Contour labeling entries
◇ ◇ ◇

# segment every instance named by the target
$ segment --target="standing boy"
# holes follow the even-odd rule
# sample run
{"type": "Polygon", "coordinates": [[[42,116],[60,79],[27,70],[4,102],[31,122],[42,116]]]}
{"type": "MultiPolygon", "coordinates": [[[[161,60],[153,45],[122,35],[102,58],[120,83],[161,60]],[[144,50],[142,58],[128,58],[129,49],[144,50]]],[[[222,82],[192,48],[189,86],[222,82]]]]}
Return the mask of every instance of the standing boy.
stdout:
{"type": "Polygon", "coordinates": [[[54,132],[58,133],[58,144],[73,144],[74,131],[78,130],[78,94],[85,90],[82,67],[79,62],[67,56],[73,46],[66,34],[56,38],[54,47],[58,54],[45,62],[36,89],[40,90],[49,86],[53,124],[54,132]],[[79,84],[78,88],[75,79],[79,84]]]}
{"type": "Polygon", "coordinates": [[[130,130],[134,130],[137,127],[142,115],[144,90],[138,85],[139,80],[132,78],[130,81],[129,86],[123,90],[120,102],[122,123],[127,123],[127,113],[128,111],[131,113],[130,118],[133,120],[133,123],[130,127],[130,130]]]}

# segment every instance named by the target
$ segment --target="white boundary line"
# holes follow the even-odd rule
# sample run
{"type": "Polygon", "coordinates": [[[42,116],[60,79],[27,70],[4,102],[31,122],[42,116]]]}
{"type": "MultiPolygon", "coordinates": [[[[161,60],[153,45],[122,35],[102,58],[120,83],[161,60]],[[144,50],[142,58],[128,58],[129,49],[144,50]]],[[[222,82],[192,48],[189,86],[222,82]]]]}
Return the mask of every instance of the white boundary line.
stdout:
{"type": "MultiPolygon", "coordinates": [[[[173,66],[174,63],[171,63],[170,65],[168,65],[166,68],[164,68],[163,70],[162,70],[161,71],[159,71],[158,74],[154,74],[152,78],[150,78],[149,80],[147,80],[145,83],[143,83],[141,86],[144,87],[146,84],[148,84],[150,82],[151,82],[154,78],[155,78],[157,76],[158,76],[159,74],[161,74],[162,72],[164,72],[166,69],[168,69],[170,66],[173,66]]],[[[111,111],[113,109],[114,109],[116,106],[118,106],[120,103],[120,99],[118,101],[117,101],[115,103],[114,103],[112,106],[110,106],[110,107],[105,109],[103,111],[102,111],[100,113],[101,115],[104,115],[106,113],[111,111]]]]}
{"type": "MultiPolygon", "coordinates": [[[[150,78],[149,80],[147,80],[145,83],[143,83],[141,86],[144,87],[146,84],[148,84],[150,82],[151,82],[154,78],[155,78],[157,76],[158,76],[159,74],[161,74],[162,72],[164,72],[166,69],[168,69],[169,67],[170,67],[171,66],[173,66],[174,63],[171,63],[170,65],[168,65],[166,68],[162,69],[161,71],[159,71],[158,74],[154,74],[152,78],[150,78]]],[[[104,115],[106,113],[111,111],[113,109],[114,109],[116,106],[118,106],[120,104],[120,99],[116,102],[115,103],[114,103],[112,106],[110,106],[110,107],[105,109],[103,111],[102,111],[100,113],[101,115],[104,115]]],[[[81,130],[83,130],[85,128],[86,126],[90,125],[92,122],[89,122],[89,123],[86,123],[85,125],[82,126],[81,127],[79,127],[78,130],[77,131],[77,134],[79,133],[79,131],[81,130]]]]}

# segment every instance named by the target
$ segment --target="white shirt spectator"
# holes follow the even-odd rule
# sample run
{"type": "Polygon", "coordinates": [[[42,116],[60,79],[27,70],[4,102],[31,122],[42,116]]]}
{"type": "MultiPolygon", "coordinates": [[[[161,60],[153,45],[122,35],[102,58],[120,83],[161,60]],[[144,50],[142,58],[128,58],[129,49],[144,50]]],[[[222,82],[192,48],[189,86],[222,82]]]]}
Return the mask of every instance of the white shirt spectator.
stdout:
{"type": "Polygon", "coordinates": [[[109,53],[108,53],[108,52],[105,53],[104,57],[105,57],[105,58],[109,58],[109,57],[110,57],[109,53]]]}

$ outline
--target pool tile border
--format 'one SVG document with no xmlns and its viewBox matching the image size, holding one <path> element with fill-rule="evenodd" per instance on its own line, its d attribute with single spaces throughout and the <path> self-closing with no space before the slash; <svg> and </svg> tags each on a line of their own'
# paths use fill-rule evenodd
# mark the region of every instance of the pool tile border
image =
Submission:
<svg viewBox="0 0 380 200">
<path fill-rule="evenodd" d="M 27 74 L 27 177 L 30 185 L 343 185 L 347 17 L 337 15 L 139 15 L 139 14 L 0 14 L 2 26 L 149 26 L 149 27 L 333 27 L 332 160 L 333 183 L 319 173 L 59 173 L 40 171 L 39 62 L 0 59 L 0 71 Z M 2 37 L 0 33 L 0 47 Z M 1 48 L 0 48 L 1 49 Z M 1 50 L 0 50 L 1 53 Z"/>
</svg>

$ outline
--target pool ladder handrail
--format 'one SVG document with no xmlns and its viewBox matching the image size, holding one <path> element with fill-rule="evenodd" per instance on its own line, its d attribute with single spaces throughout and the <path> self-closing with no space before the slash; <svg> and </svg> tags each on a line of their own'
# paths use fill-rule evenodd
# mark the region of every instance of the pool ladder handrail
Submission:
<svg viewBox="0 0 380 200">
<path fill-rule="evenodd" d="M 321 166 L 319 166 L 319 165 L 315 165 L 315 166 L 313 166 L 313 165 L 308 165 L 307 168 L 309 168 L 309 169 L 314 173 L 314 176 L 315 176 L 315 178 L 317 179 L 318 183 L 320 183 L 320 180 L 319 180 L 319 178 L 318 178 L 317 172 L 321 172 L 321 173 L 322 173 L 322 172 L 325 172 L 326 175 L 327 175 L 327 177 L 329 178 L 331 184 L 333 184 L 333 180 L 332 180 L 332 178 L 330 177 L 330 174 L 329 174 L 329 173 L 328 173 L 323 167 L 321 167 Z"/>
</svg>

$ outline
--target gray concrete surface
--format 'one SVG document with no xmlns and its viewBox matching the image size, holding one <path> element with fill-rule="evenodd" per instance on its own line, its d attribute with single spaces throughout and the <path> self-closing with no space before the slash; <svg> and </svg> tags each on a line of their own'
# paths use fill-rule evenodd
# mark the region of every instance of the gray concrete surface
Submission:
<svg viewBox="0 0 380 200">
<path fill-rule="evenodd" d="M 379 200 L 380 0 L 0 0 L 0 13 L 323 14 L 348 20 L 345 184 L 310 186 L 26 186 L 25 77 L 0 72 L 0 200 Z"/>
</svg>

◇ ◇ ◇

Report each line in the rows above that contains the string "surface", treating uppercase and lowercase as different.

■ **Finished answer**:
--target gray concrete surface
# mark the region of every instance of the gray concrete surface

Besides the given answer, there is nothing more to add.